WHAT IS NEEDED >>
Could you quote, exactly as they stand, the lines running from the one with "of the denim" to the final line of the material?

INPUT ROWS >>
=======
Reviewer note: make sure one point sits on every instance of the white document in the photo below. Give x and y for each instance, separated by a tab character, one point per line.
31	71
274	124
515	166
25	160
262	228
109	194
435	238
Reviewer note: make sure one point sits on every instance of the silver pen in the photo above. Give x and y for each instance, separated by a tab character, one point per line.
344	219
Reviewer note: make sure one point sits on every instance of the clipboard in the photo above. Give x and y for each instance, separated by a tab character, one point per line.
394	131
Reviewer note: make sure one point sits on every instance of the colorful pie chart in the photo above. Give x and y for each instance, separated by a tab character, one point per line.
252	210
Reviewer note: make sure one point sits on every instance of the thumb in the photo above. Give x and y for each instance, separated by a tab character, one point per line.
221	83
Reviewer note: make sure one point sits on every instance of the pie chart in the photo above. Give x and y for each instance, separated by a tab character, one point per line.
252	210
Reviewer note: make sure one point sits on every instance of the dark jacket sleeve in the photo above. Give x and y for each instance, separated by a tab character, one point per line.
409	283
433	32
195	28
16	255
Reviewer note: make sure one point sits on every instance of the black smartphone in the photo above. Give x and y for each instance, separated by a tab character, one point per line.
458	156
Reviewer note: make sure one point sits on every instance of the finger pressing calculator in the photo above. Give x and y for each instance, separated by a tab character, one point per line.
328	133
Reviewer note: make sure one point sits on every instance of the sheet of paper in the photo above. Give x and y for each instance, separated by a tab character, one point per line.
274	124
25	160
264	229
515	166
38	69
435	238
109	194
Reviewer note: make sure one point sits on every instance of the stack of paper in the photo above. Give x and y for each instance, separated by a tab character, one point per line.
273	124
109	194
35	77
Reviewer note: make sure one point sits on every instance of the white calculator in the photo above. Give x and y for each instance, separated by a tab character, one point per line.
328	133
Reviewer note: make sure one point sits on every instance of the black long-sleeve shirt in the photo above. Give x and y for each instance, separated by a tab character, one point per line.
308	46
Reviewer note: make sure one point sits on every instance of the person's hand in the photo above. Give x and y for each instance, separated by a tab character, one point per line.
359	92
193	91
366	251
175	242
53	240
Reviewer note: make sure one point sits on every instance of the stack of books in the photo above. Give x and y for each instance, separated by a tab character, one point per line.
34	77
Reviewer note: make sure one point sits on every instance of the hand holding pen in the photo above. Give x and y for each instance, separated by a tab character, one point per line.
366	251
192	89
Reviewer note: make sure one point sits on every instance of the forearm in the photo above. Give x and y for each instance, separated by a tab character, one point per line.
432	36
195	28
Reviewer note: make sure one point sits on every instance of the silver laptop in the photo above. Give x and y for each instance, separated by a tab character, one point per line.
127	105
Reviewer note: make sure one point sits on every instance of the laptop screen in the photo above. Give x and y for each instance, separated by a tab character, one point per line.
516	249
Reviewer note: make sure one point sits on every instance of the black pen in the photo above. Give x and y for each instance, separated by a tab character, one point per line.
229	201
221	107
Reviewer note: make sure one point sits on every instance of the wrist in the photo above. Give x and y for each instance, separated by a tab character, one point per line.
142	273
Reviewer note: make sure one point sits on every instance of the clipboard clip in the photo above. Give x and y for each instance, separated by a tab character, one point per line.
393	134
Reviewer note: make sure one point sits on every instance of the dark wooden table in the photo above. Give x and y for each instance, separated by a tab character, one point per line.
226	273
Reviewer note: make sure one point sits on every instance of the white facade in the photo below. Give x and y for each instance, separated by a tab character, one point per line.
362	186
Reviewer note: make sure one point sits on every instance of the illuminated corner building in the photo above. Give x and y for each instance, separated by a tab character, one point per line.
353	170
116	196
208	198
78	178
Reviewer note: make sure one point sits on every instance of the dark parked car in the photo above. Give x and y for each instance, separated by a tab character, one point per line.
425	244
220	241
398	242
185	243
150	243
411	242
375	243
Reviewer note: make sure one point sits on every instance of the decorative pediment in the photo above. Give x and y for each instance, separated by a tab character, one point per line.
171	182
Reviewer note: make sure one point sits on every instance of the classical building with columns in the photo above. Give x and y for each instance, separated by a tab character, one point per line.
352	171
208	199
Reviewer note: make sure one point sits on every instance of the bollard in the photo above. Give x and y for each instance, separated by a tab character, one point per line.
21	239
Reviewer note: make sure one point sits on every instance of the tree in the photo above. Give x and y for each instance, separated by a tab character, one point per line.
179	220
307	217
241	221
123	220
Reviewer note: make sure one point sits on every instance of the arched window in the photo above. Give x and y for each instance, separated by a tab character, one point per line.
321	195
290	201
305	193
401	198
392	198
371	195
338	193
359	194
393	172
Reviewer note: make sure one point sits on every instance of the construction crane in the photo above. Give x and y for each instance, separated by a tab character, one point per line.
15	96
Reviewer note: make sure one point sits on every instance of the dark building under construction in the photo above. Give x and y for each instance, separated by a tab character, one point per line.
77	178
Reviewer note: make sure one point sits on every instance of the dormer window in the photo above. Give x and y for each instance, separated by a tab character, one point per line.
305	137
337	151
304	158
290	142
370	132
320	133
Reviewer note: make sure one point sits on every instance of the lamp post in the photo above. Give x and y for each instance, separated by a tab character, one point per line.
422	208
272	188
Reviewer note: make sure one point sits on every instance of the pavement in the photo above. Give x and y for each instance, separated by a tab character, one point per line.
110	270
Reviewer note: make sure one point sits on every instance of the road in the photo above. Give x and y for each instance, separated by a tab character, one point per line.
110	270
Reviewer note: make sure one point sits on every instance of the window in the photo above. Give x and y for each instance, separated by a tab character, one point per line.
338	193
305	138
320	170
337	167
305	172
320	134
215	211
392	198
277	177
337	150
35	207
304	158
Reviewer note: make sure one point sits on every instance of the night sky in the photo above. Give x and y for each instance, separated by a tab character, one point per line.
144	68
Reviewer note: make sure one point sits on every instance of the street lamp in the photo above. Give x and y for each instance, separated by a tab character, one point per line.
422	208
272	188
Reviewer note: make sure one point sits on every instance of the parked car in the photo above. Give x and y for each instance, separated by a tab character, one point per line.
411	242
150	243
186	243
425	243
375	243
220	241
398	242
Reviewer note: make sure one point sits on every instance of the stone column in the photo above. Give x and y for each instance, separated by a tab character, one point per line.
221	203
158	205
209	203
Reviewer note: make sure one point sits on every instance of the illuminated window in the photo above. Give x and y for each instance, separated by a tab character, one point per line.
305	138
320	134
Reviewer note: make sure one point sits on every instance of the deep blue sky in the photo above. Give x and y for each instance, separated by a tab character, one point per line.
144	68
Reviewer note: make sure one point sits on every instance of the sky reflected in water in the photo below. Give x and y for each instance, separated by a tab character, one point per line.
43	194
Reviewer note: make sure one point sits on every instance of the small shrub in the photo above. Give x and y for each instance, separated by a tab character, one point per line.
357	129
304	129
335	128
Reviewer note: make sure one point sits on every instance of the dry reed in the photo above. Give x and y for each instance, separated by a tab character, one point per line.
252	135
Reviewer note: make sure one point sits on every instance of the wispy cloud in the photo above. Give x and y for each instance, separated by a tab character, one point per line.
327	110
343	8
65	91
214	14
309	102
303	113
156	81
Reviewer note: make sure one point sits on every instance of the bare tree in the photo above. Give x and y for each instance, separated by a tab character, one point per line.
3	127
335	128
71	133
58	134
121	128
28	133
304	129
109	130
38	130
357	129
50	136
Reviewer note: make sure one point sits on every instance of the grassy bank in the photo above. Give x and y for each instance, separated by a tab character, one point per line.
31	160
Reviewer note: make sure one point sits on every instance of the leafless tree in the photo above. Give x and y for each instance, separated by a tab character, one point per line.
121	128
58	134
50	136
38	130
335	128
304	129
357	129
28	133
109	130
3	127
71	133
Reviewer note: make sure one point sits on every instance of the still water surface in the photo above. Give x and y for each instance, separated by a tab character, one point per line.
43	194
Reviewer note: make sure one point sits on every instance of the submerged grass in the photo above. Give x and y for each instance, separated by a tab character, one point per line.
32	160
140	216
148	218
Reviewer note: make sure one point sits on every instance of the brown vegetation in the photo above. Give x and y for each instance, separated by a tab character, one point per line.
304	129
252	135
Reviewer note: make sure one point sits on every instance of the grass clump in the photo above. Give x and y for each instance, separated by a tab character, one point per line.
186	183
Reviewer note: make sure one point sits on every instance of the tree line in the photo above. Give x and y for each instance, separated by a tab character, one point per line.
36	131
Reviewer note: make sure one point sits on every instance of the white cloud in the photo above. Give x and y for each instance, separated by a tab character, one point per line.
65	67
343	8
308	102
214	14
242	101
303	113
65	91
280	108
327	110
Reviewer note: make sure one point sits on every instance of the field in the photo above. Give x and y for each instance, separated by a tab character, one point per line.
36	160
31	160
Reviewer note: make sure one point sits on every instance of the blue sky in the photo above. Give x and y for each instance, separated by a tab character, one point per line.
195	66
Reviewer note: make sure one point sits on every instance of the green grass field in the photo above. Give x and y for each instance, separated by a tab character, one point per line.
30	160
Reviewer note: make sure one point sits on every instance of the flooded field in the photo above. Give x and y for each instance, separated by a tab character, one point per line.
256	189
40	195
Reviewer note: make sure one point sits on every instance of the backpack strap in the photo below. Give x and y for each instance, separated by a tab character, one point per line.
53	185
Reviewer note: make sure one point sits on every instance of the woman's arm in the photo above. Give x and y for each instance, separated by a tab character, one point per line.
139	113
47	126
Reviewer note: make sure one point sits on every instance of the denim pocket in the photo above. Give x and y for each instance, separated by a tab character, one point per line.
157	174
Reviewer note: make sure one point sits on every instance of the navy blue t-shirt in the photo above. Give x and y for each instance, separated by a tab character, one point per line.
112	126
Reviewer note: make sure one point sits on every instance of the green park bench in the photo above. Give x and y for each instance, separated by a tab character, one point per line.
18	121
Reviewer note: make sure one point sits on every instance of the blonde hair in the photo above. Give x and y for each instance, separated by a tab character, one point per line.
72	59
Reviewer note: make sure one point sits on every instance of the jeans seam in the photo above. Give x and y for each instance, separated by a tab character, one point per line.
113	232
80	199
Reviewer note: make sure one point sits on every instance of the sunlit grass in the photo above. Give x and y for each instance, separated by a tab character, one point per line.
=======
SOLUTION >>
Reviewer note: make sure one point sits on every instance of the denim pocket in the photo above. Give x and y for each instance, separated by a tab character, one point per line.
157	174
Reviewer note: make sure one point sits on every instance of the navy blue t-shirt in the photo above. Give x and y for each instance, separated by a tab character, one point per line.
112	126
Reviewer note: make sure one point sits on every instance of the green park bench in the photo above. Give x and y for each instance, separated by a tab character, one point per line.
18	121
Reviewer note: make sure one point sits on every instance of the blonde hair in the photo above. Give x and y for each instance, separated by a tab character, one point per line.
72	59
Reviewer note: make sure one point sits on every instance of the jeans seam in the photo above. Give x and y for each instance, separated by a tab character, one point per line.
113	232
80	199
Reviewer note: make sure one point sits on every instance of the sunlit grass in the photo above. Give x and y for each instance, separated by a tab character, one point per line.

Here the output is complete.